** START OF Information provided **

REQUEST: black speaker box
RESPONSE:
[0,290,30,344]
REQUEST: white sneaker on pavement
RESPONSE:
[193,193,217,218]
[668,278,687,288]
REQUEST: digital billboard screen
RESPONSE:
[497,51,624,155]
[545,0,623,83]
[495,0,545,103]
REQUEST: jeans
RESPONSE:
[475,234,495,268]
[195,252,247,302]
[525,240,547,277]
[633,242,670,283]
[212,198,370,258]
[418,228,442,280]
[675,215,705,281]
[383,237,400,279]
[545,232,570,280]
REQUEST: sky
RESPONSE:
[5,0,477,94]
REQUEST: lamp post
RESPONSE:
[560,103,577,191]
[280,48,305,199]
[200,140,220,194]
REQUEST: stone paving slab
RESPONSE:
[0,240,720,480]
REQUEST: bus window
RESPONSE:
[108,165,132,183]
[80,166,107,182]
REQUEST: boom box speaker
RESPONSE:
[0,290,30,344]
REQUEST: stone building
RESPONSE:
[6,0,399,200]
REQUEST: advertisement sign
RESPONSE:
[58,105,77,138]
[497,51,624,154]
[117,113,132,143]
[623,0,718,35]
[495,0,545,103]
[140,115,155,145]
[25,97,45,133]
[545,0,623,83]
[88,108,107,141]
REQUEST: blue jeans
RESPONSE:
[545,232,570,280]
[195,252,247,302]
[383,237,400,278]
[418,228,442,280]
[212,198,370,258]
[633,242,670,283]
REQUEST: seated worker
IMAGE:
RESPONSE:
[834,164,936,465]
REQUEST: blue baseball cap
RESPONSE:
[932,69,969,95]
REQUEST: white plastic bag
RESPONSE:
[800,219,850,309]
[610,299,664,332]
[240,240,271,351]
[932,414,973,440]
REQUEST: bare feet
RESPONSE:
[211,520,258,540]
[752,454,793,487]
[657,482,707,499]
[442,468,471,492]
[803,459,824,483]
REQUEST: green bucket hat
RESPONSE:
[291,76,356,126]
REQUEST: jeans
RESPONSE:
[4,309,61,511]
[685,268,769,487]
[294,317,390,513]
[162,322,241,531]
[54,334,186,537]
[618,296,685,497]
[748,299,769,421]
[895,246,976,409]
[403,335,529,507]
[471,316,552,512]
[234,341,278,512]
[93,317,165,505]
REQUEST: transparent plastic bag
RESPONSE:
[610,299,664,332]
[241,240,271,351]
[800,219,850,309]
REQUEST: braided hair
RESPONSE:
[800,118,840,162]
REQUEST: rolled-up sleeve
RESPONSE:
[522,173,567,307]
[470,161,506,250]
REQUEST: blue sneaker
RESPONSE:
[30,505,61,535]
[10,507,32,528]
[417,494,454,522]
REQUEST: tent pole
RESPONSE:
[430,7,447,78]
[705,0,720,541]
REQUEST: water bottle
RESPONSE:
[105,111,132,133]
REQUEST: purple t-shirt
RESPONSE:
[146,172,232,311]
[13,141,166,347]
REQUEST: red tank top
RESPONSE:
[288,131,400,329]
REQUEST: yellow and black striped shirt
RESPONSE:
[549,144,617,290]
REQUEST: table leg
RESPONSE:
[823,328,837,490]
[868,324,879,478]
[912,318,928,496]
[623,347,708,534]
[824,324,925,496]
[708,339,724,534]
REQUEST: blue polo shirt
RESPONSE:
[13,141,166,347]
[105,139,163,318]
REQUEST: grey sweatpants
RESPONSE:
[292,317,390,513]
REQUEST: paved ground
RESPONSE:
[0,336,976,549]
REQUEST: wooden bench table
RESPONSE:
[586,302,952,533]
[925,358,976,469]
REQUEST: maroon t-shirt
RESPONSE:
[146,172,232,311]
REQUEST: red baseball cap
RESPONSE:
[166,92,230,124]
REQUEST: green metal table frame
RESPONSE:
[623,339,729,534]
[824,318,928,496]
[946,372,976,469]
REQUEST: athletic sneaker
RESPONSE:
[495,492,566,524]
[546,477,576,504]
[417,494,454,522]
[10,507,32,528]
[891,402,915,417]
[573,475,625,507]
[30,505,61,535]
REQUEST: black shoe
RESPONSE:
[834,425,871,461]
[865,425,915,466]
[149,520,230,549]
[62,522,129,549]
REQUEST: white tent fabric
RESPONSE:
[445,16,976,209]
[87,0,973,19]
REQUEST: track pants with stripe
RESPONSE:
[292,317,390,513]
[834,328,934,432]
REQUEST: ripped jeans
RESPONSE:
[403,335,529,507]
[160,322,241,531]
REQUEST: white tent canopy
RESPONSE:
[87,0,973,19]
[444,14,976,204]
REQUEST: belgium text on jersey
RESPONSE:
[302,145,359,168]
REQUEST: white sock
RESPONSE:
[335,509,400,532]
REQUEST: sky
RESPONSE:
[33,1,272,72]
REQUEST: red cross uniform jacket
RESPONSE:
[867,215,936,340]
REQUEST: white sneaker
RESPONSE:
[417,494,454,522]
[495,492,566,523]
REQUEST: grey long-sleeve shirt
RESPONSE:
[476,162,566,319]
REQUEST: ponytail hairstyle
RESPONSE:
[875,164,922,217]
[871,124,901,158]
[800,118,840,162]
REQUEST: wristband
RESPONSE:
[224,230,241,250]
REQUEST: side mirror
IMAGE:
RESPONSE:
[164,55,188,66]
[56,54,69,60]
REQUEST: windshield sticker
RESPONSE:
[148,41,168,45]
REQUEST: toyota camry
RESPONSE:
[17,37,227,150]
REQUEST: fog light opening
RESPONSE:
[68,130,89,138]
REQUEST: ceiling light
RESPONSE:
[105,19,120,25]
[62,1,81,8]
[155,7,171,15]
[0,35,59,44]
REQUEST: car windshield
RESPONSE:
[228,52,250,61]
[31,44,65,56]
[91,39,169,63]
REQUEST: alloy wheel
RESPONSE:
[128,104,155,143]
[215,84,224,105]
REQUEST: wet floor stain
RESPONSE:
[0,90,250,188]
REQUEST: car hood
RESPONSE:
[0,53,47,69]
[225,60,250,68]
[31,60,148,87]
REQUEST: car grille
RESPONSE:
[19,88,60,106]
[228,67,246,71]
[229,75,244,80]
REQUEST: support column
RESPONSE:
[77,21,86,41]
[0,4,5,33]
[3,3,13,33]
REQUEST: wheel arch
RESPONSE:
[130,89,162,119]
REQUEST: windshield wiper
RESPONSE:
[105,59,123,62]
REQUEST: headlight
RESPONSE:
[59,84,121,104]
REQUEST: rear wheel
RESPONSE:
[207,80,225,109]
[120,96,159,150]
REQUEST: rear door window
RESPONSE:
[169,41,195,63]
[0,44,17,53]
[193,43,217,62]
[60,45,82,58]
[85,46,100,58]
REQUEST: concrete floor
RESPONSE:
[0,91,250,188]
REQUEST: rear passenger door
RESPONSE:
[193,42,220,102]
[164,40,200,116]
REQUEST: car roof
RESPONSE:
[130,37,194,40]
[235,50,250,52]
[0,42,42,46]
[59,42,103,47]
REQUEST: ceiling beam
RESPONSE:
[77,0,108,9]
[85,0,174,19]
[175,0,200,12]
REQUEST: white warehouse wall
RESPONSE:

** END OF Information provided **

What the task requires: Begin at the line that contains "REQUEST: white tent canopy" and stop at the end of the material. Write out those lines again with "windshield" switched to "windscreen" and everything else left as it is.

Full solution:
REQUEST: white tent canopy
RESPONSE:
[87,0,973,19]
[444,14,976,204]
REQUEST: belgium text on jersey
RESPONSE:
[302,145,359,168]
REQUEST: white sock
RESPONSE:
[335,509,400,532]
REQUEST: sky
RESPONSE:
[33,1,272,72]
REQUEST: red cross uniform jacket
RESPONSE:
[867,215,936,340]
REQUEST: white sneaker
RESPONSE:
[417,494,454,522]
[495,492,566,523]
REQUEST: grey long-sleeve shirt
RESPONSE:
[476,162,566,319]
REQUEST: ponytail hairstyle
RESPONSE:
[875,164,922,217]
[871,124,901,158]
[800,118,840,162]
REQUEST: wristband
RESPONSE:
[224,230,241,250]
REQUEST: side mirror
IMAGE:
RESPONSE:
[164,55,188,66]
[56,54,69,60]
REQUEST: windscreen sticker
RESPONSE:
[148,41,168,45]
REQUEST: toyota camry
RESPONSE:
[17,37,227,150]
REQUEST: fog light opening
RESPONSE:
[68,130,89,138]
REQUEST: ceiling light
RESPONSE:
[105,19,120,25]
[62,1,81,8]
[155,7,171,15]
[0,35,59,44]
REQUEST: car windscreen
RESPONSE:
[228,52,250,61]
[31,44,65,56]
[91,39,169,63]
REQUEST: alloy wheel
RESPONSE:
[128,104,155,143]
[215,84,224,105]
REQUEST: wet floor stain
RESPONSE:
[0,90,250,188]
REQUEST: car hood
RESPONSE:
[0,53,47,69]
[225,60,250,68]
[31,60,148,87]
REQUEST: car grille
RESPONSE:
[19,88,60,106]
[228,67,246,71]
[229,75,244,80]
REQUEST: support column
RESPONSE:
[77,21,86,41]
[0,4,5,33]
[3,3,13,33]
REQUEST: wheel arch
RESPONSE:
[130,89,162,119]
REQUEST: windscreen wiper
RESPONSE:
[105,59,123,62]
REQUEST: headlight
RESPONSE:
[59,84,121,104]
REQUEST: rear wheel
RESPONSE:
[207,80,225,109]
[120,96,159,150]
REQUEST: rear door window
RESPONSE:
[169,41,195,63]
[0,44,17,53]
[193,43,217,62]
[60,45,82,58]
[85,46,100,58]
REQUEST: concrete floor
RESPONSE:
[0,91,250,188]
REQUEST: rear passenger door
RESPONSE:
[193,42,220,102]
[164,40,200,116]
REQUEST: car roof
RESPONSE:
[130,37,194,40]
[235,50,250,52]
[0,42,42,46]
[59,42,103,47]
REQUEST: ceiling beam
RESPONSE:
[77,0,108,9]
[85,0,174,19]
[175,0,200,12]
REQUEST: white warehouse wall
RESPONSE:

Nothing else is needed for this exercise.